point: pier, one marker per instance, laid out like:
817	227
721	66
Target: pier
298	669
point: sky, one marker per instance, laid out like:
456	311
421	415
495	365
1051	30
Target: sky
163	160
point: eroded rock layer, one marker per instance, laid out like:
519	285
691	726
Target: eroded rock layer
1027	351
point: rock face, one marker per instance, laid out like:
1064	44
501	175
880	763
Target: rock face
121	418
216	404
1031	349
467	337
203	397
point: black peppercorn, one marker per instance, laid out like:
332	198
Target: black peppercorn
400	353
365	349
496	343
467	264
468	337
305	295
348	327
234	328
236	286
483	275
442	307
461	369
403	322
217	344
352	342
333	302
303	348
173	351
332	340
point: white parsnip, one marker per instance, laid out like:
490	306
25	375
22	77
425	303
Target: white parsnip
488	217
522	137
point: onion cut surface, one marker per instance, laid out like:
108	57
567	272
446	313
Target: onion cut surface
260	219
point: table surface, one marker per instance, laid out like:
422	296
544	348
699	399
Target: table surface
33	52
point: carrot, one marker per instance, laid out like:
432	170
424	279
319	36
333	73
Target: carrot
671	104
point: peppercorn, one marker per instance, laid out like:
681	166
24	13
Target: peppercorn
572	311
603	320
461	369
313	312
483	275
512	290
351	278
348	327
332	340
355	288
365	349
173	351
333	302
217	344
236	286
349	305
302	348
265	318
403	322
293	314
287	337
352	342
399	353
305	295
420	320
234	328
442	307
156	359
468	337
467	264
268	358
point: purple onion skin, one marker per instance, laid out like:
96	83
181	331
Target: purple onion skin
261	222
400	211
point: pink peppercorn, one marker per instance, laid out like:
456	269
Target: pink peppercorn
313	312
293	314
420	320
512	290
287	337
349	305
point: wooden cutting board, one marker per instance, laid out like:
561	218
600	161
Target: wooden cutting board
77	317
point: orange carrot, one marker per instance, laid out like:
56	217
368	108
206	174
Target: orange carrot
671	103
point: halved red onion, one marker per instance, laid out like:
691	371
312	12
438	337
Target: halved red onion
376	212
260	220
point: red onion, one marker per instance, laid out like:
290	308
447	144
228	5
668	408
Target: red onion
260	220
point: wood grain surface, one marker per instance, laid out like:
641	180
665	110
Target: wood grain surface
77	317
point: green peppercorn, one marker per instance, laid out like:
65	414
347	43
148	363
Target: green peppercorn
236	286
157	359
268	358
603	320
== == ==
◆ Task objective: Starting at the line that contains "point: table surface, one" and running through the end of the records, write the lines out again, changing "cutting board" to "chopping board" and leaving everything else unchanged.

◆ Answer for the task:
point: table surface, one marker per instance, laid out like:
422	296
544	348
699	399
Target: table surface
33	52
point: carrot, one marker per instance, laid out like:
432	170
424	279
319	36
333	73
Target: carrot
671	104
point: peppercorn, one marker per instance, laid out like:
681	166
24	13
Target: peppercorn
572	311
603	320
461	369
313	312
483	275
512	290
351	278
348	327
332	340
355	288
365	349
173	351
333	302
217	344
236	286
349	305
302	348
265	318
403	322
293	314
287	337
352	342
399	353
305	295
420	320
234	328
442	307
156	359
468	337
467	264
268	358
point: purple onion skin, one marker per instance, laid out like:
96	83
181	331
Target: purple onion skin
261	222
400	211
point: pink peppercorn, one marker per instance, laid out like:
456	269
Target: pink peppercorn
313	312
293	314
420	320
512	290
287	337
349	305
point: wooden chopping board, one marker per instance, laid out like:
561	218
600	161
Target: wooden chopping board
77	317
point: orange carrot, one marker per instance, laid out like:
56	217
368	108
206	174
Target: orange carrot
671	103
point: halved red onion, one marker per instance, laid out like:
691	371
312	12
438	337
Target: halved red onion
376	212
260	220
point: red onion, one marker per instance, laid out like:
290	308
447	144
228	5
668	408
Target: red onion
260	220
point: wood grain surface, one marker per instance, laid out like:
641	180
665	110
Target: wood grain surface
77	317
point: green peppercorn, one marker per instance, laid out like:
65	414
347	43
148	363
Target: green peppercorn
236	286
157	359
268	358
603	320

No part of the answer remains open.